--- Begin Entries provided ---
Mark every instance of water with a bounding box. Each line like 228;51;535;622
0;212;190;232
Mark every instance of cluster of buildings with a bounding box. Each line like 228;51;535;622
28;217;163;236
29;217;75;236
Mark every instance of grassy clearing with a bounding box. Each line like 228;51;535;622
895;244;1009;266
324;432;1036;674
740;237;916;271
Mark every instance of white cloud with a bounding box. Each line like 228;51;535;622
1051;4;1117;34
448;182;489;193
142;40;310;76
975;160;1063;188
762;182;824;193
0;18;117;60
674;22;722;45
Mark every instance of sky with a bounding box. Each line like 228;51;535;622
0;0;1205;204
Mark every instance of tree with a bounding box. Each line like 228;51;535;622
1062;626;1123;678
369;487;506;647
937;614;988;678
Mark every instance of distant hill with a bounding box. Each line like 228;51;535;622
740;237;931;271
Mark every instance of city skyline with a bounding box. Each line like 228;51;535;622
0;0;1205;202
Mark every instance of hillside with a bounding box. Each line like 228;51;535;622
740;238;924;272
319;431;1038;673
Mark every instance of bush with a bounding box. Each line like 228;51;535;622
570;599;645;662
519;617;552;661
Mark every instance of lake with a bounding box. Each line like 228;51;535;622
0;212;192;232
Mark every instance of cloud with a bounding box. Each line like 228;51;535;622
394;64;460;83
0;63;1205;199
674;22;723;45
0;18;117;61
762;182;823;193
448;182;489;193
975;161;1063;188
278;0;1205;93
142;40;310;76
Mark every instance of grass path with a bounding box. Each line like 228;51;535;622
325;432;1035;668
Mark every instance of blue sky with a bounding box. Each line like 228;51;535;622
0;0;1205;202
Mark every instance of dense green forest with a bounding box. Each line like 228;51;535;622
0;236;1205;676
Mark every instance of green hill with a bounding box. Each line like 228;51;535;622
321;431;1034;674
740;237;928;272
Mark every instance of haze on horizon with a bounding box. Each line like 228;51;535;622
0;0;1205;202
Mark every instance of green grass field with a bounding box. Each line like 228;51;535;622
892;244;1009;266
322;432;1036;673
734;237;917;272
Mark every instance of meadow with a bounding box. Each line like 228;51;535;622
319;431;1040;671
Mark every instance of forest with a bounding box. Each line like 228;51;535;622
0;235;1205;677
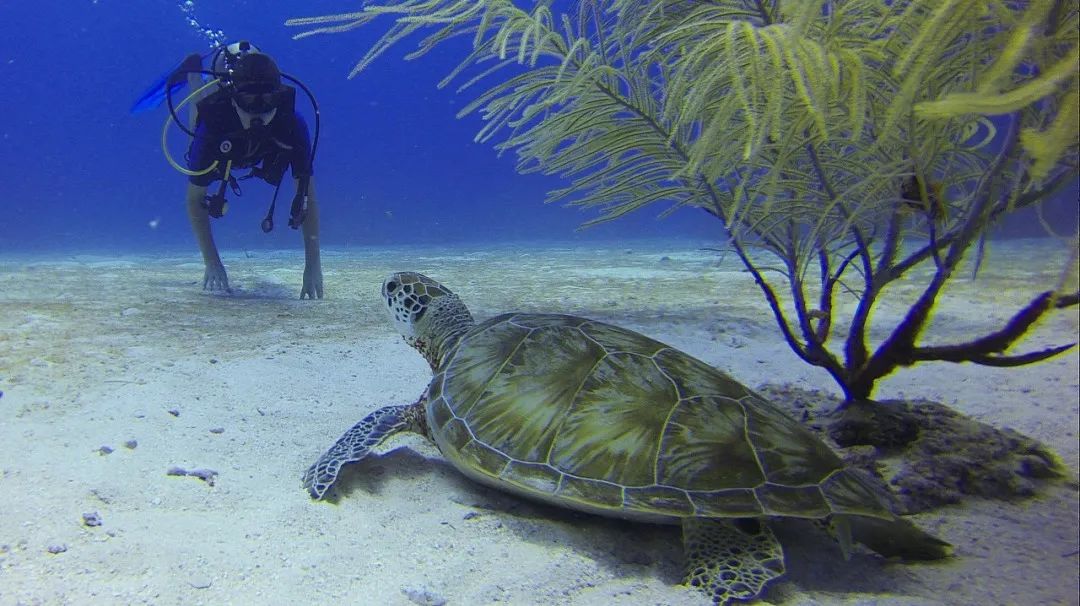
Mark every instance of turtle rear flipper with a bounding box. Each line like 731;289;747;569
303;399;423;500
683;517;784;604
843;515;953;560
--- End Entries provided ---
(Task directions) Reproduce all of the lines above word for word, but omit the picture.

(The result)
Mark every instance of water with a bounding box. Each line like 228;51;535;622
0;212;190;232
Mark every instance of cluster of buildings with a bounding box. Each line like 228;51;535;622
28;217;163;236
29;217;75;236
Mark every instance of grassy clearing with a bounding box. Each line like 228;51;535;622
895;244;1009;266
324;432;1036;674
740;237;916;271
Mark every instance of white cloud with a bounding box. Each line like 228;51;535;622
1051;4;1117;34
448;182;489;193
142;40;310;76
975;160;1063;188
762;182;824;193
0;18;117;60
674;22;722;45
Mark every instance of sky with a bounding box. Each line like 228;51;535;622
0;0;1205;204
Mark every instance of tree with a bounding box. Each line like 228;51;535;622
1062;626;1123;678
369;487;506;647
937;614;988;678
Mark every instance of distant hill with a bounding box. Each line like 228;51;535;622
740;237;931;271
Mark every instance of city skyline with a bounding box. Each line like 228;51;535;622
0;0;1205;202
Mark every instance of hillside with a bounding box. Each line like 228;51;535;622
740;238;924;272
319;431;1038;673
Mark every instance of bush with a bounding box. Each line like 228;51;535;622
570;599;645;662
519;617;552;661
Mark every instance of lake with a bounding box. Each line like 228;51;535;622
0;212;192;232
Mark every instance of cloud with a bounding box. Each line like 228;51;535;622
394;64;460;83
0;63;1205;199
674;22;723;45
0;18;117;61
762;182;823;193
448;182;489;193
975;161;1063;188
278;0;1205;93
142;40;310;76
Mark every instance of grass path with a bounding box. Each line like 228;51;535;622
325;432;1035;668
Mark every instance of blue sky with a bounding box. Each line like 228;51;535;622
0;0;1205;202
Mark every instance of dense green forest with a bounding box. Each line like 228;51;535;622
0;236;1205;676
Mark every instance of green hill with a bounding box. Each line like 228;51;535;622
321;431;1034;674
740;237;928;272
Mark every instance of haze on horizon with a bounding box. Each line like 228;51;535;622
0;0;1205;202
Mark every instance of green grass field with a bounding box. Each line like 228;51;535;622
892;244;1009;266
322;432;1036;673
734;237;917;272
Mark every instance of meadow with a bounding box. Each line like 228;51;535;622
319;431;1040;671
Mark every instance of forest with a bounding box. Each line like 228;51;535;622
0;235;1205;677
Mark every instance of turtle rear flipper with a bounding box. Each line like 731;289;747;569
303;399;423;500
683;517;784;604
843;515;953;560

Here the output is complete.